*** Task input ***

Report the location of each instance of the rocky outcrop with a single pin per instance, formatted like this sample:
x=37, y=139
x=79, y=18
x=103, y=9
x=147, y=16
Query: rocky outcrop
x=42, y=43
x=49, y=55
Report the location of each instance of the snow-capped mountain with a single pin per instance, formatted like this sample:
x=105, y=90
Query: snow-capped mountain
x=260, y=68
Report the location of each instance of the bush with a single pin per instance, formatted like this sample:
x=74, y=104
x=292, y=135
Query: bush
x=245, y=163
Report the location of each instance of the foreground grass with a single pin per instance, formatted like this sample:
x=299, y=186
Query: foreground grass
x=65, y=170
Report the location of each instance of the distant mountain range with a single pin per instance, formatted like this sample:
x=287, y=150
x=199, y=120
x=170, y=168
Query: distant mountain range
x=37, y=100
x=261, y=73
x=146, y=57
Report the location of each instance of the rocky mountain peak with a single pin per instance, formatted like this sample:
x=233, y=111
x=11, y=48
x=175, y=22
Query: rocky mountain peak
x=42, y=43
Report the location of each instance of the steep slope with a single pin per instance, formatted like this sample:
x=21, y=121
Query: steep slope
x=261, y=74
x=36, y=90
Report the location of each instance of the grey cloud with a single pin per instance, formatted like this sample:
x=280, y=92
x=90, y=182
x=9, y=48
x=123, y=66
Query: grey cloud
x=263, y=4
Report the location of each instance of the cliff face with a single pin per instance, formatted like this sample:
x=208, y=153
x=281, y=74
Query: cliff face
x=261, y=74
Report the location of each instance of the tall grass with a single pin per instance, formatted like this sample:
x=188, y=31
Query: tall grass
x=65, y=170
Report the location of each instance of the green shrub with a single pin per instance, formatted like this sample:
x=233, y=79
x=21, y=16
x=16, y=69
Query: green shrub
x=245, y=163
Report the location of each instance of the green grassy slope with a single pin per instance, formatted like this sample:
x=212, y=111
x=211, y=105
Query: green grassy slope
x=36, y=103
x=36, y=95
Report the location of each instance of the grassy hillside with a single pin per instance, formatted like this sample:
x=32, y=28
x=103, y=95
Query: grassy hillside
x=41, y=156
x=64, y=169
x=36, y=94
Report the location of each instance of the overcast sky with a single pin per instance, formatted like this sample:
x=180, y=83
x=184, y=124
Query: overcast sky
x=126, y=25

*** End of Task input ***

→ **What you should do**
Restate all of the entries exactly, please.

→ **Result for this task**
Report the location of each instance of the rocky outcrop with a single pin per instance, formatted like this sample:
x=37, y=139
x=79, y=18
x=103, y=9
x=147, y=16
Query: rocky outcrop
x=42, y=43
x=49, y=55
Report the location of each instance of the snow-capped mountain with a single pin per instance, formatted like this sample:
x=105, y=90
Query: snow-capped mountain
x=260, y=68
Report the location of each instance of the bush with a single pin per instance, formatted like this sample:
x=74, y=104
x=292, y=135
Query: bush
x=245, y=163
Report the location of each instance of the foreground grass with a single pin per instance, formatted like this sample:
x=299, y=186
Query: foreground grass
x=65, y=170
Report the location of each instance of the distant mountain range with a single pin per instance, formatted like this sample:
x=287, y=150
x=199, y=120
x=170, y=168
Query: distant mountain range
x=37, y=100
x=261, y=73
x=146, y=57
Report the location of each instance of the rocky mountain peak with a single pin per instance, formatted like this sample:
x=233, y=111
x=11, y=48
x=175, y=22
Query: rocky mountain peak
x=42, y=43
Report the location of each instance of the steep slope with a single pin per instance, formatted like this sample:
x=21, y=121
Query: steep slope
x=261, y=74
x=36, y=90
Report the location of each instance of the grey cloud with a single pin per instance, formatted like this sample:
x=280, y=92
x=90, y=182
x=9, y=48
x=123, y=66
Query: grey cloud
x=263, y=4
Report the location of each instance of the cliff face with a single pin per instance, formatted like this sample:
x=208, y=153
x=281, y=74
Query: cliff face
x=261, y=74
Report the location of each instance of the tall grass with a single pin per instance, formatted like this sample:
x=188, y=31
Query: tall grass
x=65, y=170
Report the location of each instance of the green shrub with a single pin per instance, formatted like this sample:
x=233, y=79
x=21, y=16
x=16, y=69
Query: green shrub
x=245, y=163
Report the location of each instance of the green grassy slope with a single pin per instance, formatted like this sample:
x=212, y=111
x=211, y=105
Query: green grassy slope
x=36, y=103
x=36, y=95
Report the location of each instance of the grassy hillside with a single pin per instance, formatted like this sample:
x=32, y=28
x=103, y=95
Query: grassy hillside
x=41, y=156
x=64, y=169
x=36, y=94
Report the location of each instance of the overcast sky with a single pin per instance, formatted like this sample:
x=180, y=83
x=184, y=124
Query: overcast sky
x=126, y=25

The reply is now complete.